Job A => Arrange the entries from the line with "Detect racket frame" up to and including the line with "left=172, top=286, right=198, bottom=313" as a Markdown table. Use the columns Row and Line, give each line a numbered row, and leave out blank lines.

Selected text =>

|Place in Arda|
|Summary||Kingdom of Silvan Elves|
|Built by||Silvan Elves|
|Capital||Halls of Thranduil|
|Lifespan||First Age -- Fourth Age|
The Woodland Realm was a kingdom of Silvan Elves located deep in the Forest of the Wilderland beginning in the Second Age. The Elves of the Woodland Realm, unlike many Elves, were known to be less wise and more dangerous, but were nevertheless one of the most powerful and legendary of the Elves of Middle-earth. Legolas is the Prince of the Woodland Realm. The name of the region that included this Elven kingdom was later Mirkwood.
During the latter half of the Years of the Trees and the First Age, the Nandorin and Avarin Elves populated the forest between the Misty Mountains and the Far East lands, mixing themselves together becoming Silvan Elves or Wood-elves. It is not known how they lived but it is possible they lived in small tribal groups wandering the forest.
After the War of Wrath and the destruction of the Beleriand, Oropher, a Sindarin prince formerly of Doriath who chose to stay in Middle-earth, came to the forest known as Greenwood the Great. He and his company were well received and well accepted as they had once lived with King Thingol, whom they regarded as distant kin. The Sindarin company intended to live like the Wood-elves: natural and undisturbed. This notion was appealing to the Wood-elves and Oropher was soon named their king, adopting their language and way of life.
After being named King of the Woodland Realm, Oropher established his capital on Amon Lanc in the southern part of the forest. The Woodland realm flourished in peace with its boundaries unchanged and way of life undisturbed for over a millennium. Sometime after SA 1000, Oropher had his capital moved further north in around the Mountains of Mirkwood (Emyn Duir). The main reason for this was the growing threat of Sauron in the East. Oropher and his people also felt threatened by the Dwarves of Khazad-dûm and by the presence of Celeborn and Galadriel in the forest. Despite these problems, the elves of the Woodland Realm still continued to roam the south of the forest westward down the Anduin.
Over one hundred years after the Downfall of Númenor, the threat of Sauron once again grew into a very real threat to Middle-earth. Oropher and the Elves of Lórien under Amdír both agreed that peace could not be resorted until Sauron was completely defeated. A sizeable army was created and a combined force of Wood-elves and Galadhrim marched to support the Last Alliance of Elves and Men. Though they were as determined to defeat Sauron as the others, Oropher and Amdír's army was lightly armed and less experienced in major warfare. They also refused to submit to the supreme authority of Gil-galad due to past disputes with Ñoldor, and so fought independently. They suffered heavy losses and Oropher and Amdír were both killed. Oropher's son survived the war and took his father's place as King of the Woodland Realm.

Job B => Please pick up the passage on the Woodland Realm after its last sentence and keep writing it.

Detection annotation records =>
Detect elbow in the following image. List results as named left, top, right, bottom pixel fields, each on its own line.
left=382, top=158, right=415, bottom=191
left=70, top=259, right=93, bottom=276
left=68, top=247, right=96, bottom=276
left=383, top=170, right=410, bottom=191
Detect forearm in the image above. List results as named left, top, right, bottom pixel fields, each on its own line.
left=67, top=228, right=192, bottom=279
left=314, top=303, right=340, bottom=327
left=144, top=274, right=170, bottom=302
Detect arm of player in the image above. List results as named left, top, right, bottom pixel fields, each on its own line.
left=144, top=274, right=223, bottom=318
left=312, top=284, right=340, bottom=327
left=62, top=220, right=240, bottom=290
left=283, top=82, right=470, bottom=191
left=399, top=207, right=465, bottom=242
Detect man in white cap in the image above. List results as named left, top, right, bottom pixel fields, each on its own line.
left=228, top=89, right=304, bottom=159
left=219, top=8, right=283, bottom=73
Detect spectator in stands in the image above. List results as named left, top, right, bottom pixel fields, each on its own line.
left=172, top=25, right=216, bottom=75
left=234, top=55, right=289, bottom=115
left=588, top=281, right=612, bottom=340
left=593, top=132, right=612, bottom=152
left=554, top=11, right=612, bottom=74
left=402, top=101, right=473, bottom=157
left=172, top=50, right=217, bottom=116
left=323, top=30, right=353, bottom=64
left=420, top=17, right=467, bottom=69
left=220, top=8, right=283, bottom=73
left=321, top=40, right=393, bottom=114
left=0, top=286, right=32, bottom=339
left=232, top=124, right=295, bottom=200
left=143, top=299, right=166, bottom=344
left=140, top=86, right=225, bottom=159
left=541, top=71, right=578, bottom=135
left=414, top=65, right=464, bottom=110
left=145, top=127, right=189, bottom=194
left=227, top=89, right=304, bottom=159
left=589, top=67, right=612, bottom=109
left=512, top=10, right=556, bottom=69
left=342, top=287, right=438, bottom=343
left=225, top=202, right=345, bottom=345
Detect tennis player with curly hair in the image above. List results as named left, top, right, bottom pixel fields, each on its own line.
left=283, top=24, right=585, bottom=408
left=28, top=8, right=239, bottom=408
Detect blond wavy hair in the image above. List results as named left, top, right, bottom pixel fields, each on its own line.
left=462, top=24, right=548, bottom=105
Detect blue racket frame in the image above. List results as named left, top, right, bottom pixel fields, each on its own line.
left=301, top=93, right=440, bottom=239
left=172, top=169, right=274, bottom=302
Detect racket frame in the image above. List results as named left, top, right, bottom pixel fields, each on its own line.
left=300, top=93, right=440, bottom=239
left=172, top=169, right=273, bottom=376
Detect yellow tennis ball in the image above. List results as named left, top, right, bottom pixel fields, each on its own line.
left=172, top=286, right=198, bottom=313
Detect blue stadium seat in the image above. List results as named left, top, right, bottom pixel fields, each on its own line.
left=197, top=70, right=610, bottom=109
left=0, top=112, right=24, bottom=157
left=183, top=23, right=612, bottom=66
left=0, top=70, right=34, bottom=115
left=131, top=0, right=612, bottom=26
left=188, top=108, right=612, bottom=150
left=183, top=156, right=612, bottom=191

Answer A =>
| Row | Line |
|---|---|
| 1 | Detect racket frame in the image above. List results as named left, top, right, bottom pixel fields, each on its own line. |
| 2 | left=300, top=93, right=440, bottom=239 |
| 3 | left=172, top=169, right=273, bottom=376 |
| 4 | Detect yellow tennis ball in the image above. List results as named left, top, right, bottom pixel fields, each on its own line. |
| 5 | left=172, top=286, right=198, bottom=313 |

Answer B =>
Despite the heavy losses their people had suffered during the War of the Last Alliance, the elves of the Woodland Realm survived and continued living peacefully in the forest for the next millennium. The peace was broken in TA 1050 when a mysterious being known as the Necromancer began living in the abandoned halls of Amon Lanc. Afterwards, the forest became dark and tainted, infested with orcs, giant spiders, and other mysterious and savage beings. The elves were then forced to remove themselves to the northernmost part of the forest. All settlements in the Mountains of Mirkwood were withdrawn and the capital and realm's people relocated to a cave settlement under a wooded hill, in the northeastern border of the forest. From then on, the Woodland Realm remained confined to the north. It was at this time that the elves renamed the forest to Mirkwood along other with other places they formerly occupied.
The elves of the Woodland Realm survived but lived more cautiously considering the increased danger. They traded with the neighboring realms of the Lonely Mountain (Erebor) and Dale. This however was not to last as the elves, Rhovanion and much of Middle-earth was affected by bad weather culminating in the Long Winter of TA 2758 and TA 2759 and the Fell Winter of TA 2911 - TA 2912, during which extreme cold and large blankets of snow plagued the lands. However, the most devastating blow to the Woodland Realm until the War of the Ring came in TA 2770 when the dragon Smaug came down from the North and destroyed both the Dwarves of the Lonely Mountain and the Mannish town of Dale. Afterwards, the elves moved about the forest in secret and were very distrustful of any strangers and their only contact with the outside world was trade and occasional visitation with the refugees of Dale living in Laketown on the Long Lake. It was probably during this time that the elve made the Forest Path which ran across the northern forest as the only safe passage, as the main road that ran through was no longer safe.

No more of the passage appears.